# DATA FOR THIS TASK
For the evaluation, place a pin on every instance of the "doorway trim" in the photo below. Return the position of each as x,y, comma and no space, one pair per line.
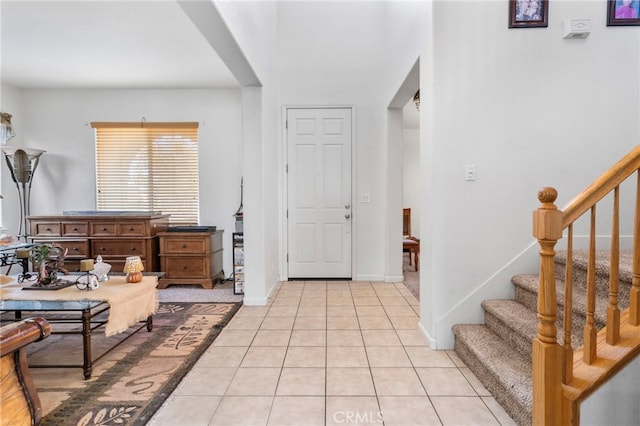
284,195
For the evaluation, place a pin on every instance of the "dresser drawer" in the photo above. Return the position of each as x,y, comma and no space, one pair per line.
186,267
75,229
75,248
46,229
118,247
132,229
104,229
185,245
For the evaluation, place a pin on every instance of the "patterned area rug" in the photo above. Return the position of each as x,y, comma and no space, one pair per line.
130,383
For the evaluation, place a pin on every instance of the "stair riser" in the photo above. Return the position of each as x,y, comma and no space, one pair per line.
520,414
517,340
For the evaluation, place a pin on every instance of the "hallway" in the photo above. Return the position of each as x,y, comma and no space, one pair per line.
329,353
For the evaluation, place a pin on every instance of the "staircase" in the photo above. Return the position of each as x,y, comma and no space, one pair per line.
499,352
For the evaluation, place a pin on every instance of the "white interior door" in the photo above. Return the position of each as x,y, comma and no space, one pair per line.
319,192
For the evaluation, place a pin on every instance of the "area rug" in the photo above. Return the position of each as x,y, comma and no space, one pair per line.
130,383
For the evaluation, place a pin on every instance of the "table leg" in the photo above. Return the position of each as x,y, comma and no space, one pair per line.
86,343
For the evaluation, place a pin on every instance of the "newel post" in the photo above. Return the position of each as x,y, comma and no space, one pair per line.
547,355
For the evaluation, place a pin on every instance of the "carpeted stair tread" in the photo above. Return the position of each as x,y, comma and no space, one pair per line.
512,321
503,371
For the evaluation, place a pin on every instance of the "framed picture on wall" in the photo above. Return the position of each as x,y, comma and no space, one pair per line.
623,12
529,13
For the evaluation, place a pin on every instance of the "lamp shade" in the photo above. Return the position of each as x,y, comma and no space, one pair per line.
6,128
133,264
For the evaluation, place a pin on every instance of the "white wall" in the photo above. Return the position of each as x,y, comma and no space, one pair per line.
58,121
528,109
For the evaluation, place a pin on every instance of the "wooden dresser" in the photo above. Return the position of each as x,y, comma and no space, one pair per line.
112,236
191,258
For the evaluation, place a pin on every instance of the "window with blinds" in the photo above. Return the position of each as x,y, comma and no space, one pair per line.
148,167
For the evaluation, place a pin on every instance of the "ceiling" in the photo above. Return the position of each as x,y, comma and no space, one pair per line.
105,44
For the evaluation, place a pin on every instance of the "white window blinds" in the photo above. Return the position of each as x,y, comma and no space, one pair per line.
148,167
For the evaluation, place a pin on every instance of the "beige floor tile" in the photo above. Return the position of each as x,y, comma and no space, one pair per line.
264,356
455,359
230,411
363,292
308,338
234,338
399,311
272,338
388,290
254,382
393,301
222,356
282,311
498,411
475,383
397,381
310,323
370,311
408,411
342,323
313,301
375,323
349,356
277,323
463,411
246,323
412,338
206,381
387,356
344,338
281,301
341,311
353,410
297,410
380,338
366,300
422,356
339,300
252,311
349,381
445,382
305,356
405,323
186,410
312,311
301,382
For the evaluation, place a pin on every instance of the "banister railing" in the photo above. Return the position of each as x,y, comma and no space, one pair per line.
562,377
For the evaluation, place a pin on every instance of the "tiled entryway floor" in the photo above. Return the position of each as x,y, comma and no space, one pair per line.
329,353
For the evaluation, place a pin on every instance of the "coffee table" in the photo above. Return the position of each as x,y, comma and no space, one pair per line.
83,308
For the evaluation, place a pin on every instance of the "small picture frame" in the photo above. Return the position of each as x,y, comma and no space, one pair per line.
529,13
623,12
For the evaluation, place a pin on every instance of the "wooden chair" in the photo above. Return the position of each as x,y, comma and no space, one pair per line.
20,404
410,243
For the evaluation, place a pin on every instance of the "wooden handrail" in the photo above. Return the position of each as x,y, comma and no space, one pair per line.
601,187
562,379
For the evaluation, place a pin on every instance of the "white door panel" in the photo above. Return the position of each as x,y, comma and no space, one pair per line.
319,193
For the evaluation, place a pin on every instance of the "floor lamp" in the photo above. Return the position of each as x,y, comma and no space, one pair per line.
22,164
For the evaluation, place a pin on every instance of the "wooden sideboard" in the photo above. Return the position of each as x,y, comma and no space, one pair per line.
191,258
112,236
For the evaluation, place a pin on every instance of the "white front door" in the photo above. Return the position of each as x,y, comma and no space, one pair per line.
319,192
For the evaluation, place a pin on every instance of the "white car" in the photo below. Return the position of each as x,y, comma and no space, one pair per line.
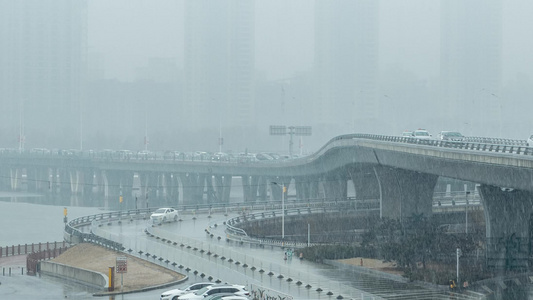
421,134
226,296
163,215
453,136
237,290
173,294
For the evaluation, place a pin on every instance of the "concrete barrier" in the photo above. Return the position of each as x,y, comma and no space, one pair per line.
87,277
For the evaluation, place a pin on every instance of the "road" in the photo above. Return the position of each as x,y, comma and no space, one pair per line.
202,256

# SHORT PROBLEM
Skip every picture and transcribe the data above exactly.

# ANSWER TO THIS EXERCISE
For the evaluation, place a pin on every instance of the "doorway trim" in the photo below. Return the position of each as x,y, comma and no space, one pair per line.
284,195
For the evaluation, place a pin on every instance of the "dresser drawer" in the photo above. Return the position of each as x,y, comma and no space, one pair per line.
186,267
75,229
75,248
46,229
118,247
132,229
104,229
185,245
For the evaluation, place a pin on every instance of the "patterned area rug" in the photo above. Return the position of each as x,y, comma and no space, one pair per line.
130,383
For the evaluation, place a pin on every instance of the "stair riser" in the photo above. Return the position of each as x,y, comma and no space, one pair per line.
520,414
517,340
For the evaluation, place a pin on every instance of the "hallway" in the photo above. Return the position of each as x,y, comma and no space, one pair per line.
329,353
For the evaluation, place a pin on every instance of the "staircase" in the photo above. Return the position of each as x,y, comma and no space, one pair per line.
499,352
For the evaluation, place a pin on every instance of the "white interior door" in the photo above. Return the position of each as x,y, comma and no space, one pair per line.
319,192
For the evaluation, place a pin on every instance of the "area rug" in the photo above. Return the position of each as x,y, comma and no space, one pair per line.
130,383
For the evaluation, place a pin on every instance of the "table leg" in the photo above. Return the position of each as x,y, comma and no space, one pair per line.
86,343
For the evaluation, place a pin on every instance of the "newel post" in the photo above. Return the position of each as x,y, comma and no space, one pair per line.
547,355
For the evaluation, place a pin on every instance of the "carpeted stair tread" in the photo above. Return the position of each as x,y, comma and no space, one pair per line.
512,321
503,371
For the evaluation, place a pin on every instance of the "framed picture on wall" in the photo above. Return the position of each as x,y, comma and no space, one pair per line.
623,12
529,13
For the evaluation, place a pin on every instance of the "lamp shade" in the photo above. Return the position of each as x,y, comma and no space, one pair per line.
6,128
133,264
For the evaluation, place a pin on every instance of the "white wall" in the photo above. Return the position of each as x,y, comma and no space, one pair per line.
58,121
528,109
For the evaluation, place a pin on every instance of the "wooden dresser" in the photo above. Return the position of each as x,y, comma and no space, one pair per line.
112,236
191,258
For the evaluation, place a pin on every instance of the "window with blinds" in the photo above. Return the position of each as x,y, comma and no space, one pair per line.
148,167
For the evaluation, place a pin on every instance of the "ceiling" in the photo above. Return the position of each as x,y, comma and no space, one pair per line.
105,44
For the evaluation, place a pin on every instance of the "white window blinds" in the photo above. Return the position of each as x,y, comma and no space, one pair per line.
148,167
For the evaluation, place a pin on every instance of the "beige floor tile" in the photo above. Return the position of each as x,y, comma and no space, one pair per line.
264,356
455,359
230,411
363,292
308,338
234,338
399,311
272,338
388,290
254,382
393,301
222,356
282,311
498,411
475,383
397,381
310,323
370,311
408,411
342,323
313,301
375,323
349,356
277,323
463,411
246,323
412,338
206,381
387,356
344,338
281,301
341,311
353,410
297,410
380,338
366,300
422,356
339,300
252,311
349,381
445,382
305,356
405,323
186,410
312,311
301,382
For the evaluation, place a pin on every instance of the "banister railing" in the photo above. Return the position of each as x,y, comma and no space, one pair per line.
562,377
For the evaluation, place a pin on every instance of the "tiled entryway floor" in the photo above. Return the position of each as x,y, comma and no space, one pair per line.
329,353
For the evaluation, place a pin on every instance of the "coffee table" in the photo above. Return the position of each as x,y, comma and no space, one pair per line.
83,308
For the evaluation, place a pin on every instance of the "small picture frame" in the photo above. Return the position of each as x,y, comma and no space, one pair per line.
529,13
623,12
For the evaluation, place a pin on every instance of the "wooden chair" in the photo above. Return the position of each as x,y, comma and no space, one pair per line.
20,404
410,243
For the evaluation, place a pin on every instance of the "wooden handrail" in the photo above. Return the position of each as x,y, comma and no space, one pair per line.
601,187
562,379
For the evaluation, place a pin on every instance of the "white door panel" in the photo above. Return the position of each as x,y, comma and no space, one pair per line.
319,193
For the evaluation, place a pin on every instance of the "floor lamp" in the photo above. Return the position of each as x,y, comma and no space, one pair per line.
22,164
For the evaluation, place a pin on every instance of the "wooden sideboard" in the photo above. Return the position of each as x,y, comma and no space, one pair per line.
191,258
112,236
For the evaluation, place a pin on every instance of the "white front door" in the photo above. Return the position of each as x,y, comma and no space, one pair per line.
319,192
For the evaluation, place a pin on every instance of the "white car" in the photo below. Return the position of each as x,y, comma and no space, one pair per line.
421,134
226,296
163,215
453,136
237,290
173,294
For the evaluation, place a pin on every instance of the "concrete barrier" in the photo above. Return the position of each as x,y, comma and no space, one pair per line.
87,277
For the evaluation, place a pin on every instance of the "road" in the photo above. Return the position of each as x,y, comma and no space, one pair per line.
202,256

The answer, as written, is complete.